▸ Written problem: Rewrite every line of the records below as a JSON list of strings, one string per line, skipping blank lines and leaving out the pictures.

▸ Exercise inputs:
---------------

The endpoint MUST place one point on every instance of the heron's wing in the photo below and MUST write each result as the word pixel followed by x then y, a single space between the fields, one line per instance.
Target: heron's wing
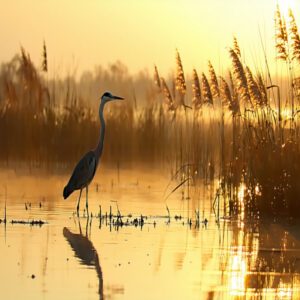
pixel 83 172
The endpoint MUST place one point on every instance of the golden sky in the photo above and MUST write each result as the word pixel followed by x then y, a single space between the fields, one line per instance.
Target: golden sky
pixel 83 33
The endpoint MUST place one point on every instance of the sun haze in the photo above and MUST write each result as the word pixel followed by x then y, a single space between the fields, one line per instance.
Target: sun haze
pixel 81 34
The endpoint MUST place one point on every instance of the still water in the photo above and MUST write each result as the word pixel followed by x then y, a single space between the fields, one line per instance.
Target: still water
pixel 166 258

---------------

▸ Exercise result:
[
  "The endpoint MUST place one point on every instance of the heron's wing in the photo below and MUST write each result as the word pixel followed by x then y, a single space between the fields, one line per instance.",
  "Target: heron's wing",
  "pixel 83 172",
  "The endpoint MUST place one point on every instance of the golden sky in the photo above and MUST write each result as the word pixel followed by x then y, a single space between the fields, one line per instance.",
  "Target: golden sky",
  "pixel 83 33",
  "The endpoint MUST place one point on every instance of the sun haze in the photo above and MUST write each result as the word pixel followed by x then y, a single space between the fields, one line per instance.",
  "Target: sun haze",
  "pixel 81 34",
  "The endpoint MUST place one point on every instance of the still water in the photo above and MUST write each result as the word pixel followed by x then y, a single space between the fields, one line per instance.",
  "Target: still water",
  "pixel 166 258"
]